[[ Source passage open ]]
What does POSIX mean when it says stderr is expected to be open for reading and writing?

The Austin Group (the joint working group that maintains the POSIX standard) discussed the defect that was reported about the "expected to be" wording during the 2020-12-07 and 2020-12-10 telecons and agreed that the wording in POSIX Issue 7 (2018 edition) is problematic. The wording will be changed in the next version of the POSIX standard as follows (copied from the bug comment):

On page 65 before line 1912 (XBD "interactive shell") insert a new definition and renumber the remaining:

Interactive Device

A terminal device.

Note: This definition is intended to align with the ISO C standard's use of "interactive device".

On page 496 lines 17224-17228 (XSH 2.5 Standard I/O Streams) and page 2017 lines 64723-64727 (XSH stderr, stdin, stdout DESCRIPTION) change:

At program start-up, three streams shall be predefined and need not be opened explicitly: standard input (for reading conventional input), standard output (for writing conventional output), and standard error (for writing diagnostic output). When opened, the standard error stream is not fully buffered; the standard input and standard output streams are fully buffered if and only if the stream can be determined not to refer to an interactive device.
[[ Source passage closed ]]
### What the task requires
Continue the passage on the POSIX standard-stream wording change from the point where it stops.
[[ Source information open ]]
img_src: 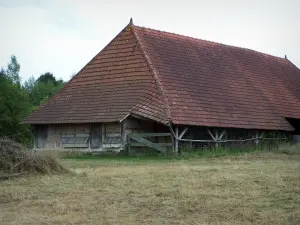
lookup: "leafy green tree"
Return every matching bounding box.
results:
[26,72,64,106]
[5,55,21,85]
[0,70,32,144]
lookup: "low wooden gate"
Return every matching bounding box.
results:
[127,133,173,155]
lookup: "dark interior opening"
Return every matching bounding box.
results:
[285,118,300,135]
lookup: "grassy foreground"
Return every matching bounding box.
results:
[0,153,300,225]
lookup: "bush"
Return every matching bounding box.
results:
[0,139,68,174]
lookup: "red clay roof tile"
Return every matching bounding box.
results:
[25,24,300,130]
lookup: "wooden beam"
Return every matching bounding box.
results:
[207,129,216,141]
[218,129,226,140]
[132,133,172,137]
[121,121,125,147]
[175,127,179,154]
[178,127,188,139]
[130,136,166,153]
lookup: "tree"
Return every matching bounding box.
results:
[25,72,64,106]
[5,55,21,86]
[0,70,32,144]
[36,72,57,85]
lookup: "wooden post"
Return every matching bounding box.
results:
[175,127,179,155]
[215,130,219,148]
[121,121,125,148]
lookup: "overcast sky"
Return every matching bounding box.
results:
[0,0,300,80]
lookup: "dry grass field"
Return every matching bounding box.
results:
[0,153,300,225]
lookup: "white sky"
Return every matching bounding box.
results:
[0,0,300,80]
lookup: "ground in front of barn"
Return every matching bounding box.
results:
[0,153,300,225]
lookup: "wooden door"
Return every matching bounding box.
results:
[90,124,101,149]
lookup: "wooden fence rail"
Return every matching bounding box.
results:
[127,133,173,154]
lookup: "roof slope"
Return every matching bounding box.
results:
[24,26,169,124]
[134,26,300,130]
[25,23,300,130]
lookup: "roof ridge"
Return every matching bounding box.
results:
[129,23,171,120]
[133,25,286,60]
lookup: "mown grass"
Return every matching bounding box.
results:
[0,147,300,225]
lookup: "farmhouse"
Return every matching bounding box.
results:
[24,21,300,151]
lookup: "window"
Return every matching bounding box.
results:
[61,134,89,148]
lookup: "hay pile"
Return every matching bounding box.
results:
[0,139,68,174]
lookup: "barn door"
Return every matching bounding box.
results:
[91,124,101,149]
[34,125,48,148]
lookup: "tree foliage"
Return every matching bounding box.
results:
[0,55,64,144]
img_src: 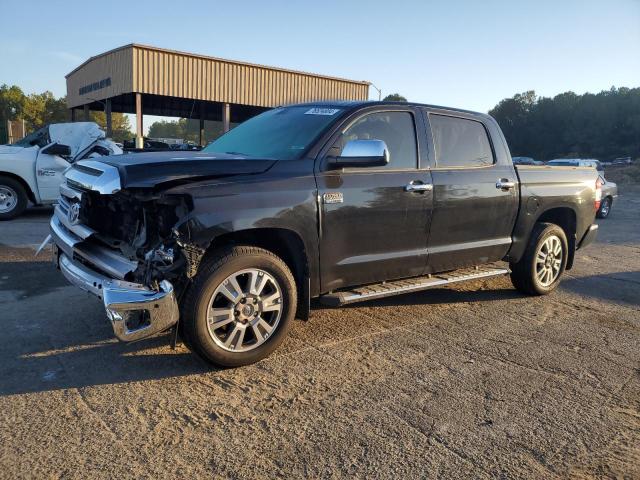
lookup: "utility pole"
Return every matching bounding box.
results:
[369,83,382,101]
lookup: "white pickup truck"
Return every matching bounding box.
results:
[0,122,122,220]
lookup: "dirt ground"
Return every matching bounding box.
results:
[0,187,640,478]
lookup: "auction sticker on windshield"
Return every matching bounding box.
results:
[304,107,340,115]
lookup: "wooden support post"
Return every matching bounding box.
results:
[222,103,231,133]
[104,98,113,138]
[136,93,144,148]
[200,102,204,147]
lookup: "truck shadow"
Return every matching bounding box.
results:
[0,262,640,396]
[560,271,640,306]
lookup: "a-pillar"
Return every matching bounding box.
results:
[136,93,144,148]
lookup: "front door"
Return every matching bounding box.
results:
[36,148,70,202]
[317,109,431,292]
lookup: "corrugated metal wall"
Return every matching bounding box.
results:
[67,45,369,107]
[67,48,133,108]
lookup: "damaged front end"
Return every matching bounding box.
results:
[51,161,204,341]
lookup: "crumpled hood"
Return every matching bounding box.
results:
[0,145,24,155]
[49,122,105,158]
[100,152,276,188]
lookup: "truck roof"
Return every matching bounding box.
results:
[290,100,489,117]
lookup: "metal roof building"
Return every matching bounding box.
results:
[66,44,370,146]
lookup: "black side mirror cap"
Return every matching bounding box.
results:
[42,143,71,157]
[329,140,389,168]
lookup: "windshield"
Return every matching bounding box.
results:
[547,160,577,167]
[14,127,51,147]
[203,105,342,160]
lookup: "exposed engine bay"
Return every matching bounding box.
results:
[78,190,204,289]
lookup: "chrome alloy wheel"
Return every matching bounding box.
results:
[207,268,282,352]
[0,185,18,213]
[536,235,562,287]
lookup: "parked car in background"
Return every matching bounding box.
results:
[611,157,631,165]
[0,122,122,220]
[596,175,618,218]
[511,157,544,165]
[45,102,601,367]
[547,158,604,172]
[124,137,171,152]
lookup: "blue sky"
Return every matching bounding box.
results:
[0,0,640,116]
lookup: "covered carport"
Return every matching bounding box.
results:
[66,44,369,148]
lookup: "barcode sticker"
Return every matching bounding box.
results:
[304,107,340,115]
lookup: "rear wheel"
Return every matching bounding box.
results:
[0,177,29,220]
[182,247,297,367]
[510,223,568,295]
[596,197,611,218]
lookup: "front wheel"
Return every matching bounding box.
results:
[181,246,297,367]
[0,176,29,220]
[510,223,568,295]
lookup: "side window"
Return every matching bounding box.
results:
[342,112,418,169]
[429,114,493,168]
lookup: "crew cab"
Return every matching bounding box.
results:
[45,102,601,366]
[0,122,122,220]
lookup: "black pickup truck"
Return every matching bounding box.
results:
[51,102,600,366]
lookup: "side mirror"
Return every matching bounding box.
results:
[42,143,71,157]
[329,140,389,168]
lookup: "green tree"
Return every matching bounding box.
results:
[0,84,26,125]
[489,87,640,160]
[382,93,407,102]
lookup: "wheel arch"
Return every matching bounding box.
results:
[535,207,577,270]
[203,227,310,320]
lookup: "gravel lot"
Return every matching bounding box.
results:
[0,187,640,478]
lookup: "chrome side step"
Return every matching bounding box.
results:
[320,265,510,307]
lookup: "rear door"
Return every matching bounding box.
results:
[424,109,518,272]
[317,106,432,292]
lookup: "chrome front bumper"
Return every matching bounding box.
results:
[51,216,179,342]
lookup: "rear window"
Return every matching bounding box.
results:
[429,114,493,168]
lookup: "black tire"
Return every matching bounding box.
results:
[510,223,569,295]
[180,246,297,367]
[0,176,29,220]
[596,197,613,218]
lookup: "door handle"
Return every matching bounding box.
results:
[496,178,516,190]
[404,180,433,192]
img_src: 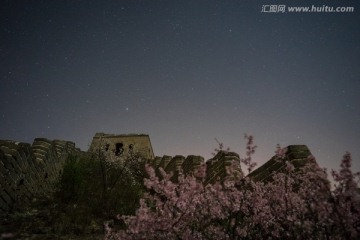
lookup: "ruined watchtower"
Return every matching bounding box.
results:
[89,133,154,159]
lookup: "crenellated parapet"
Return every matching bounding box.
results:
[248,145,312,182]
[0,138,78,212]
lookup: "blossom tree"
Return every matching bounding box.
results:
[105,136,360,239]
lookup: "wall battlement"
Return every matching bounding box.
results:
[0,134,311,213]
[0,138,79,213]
[[ Source information closed ]]
### Expected answer
to:

At program start-up, three streams shall be predefined and already open: stdin (standard input, for conventional input) for reading, stdout (standard output, for conventional output) for writing, and stderr (standard error, for diagnostic output) for writing. When opened, stderr shall not be fully buffered; stdin and stdout shall be fully buffered if and only if [CX]the file descriptor associated with the stream is determined not to be associated with an interactive device.[/CX]

On page 2017 line 64733 (XSH stdin DESCRIPTION), change:

The stderr stream is expected to be open for reading and writing.

to:

These file descriptors are often all associated with a single open file description which has access mode O_RDWR (e.g., in the case of a terminal device for a login shell). However, the stderr, stdin, and stdout streams need not be opened for both reading and writing at program start-up in this case.

On page 2017 line 64747 (stdin SEE ALSO) add isatty().

Special thanks to Rich Felker for reporting the defect.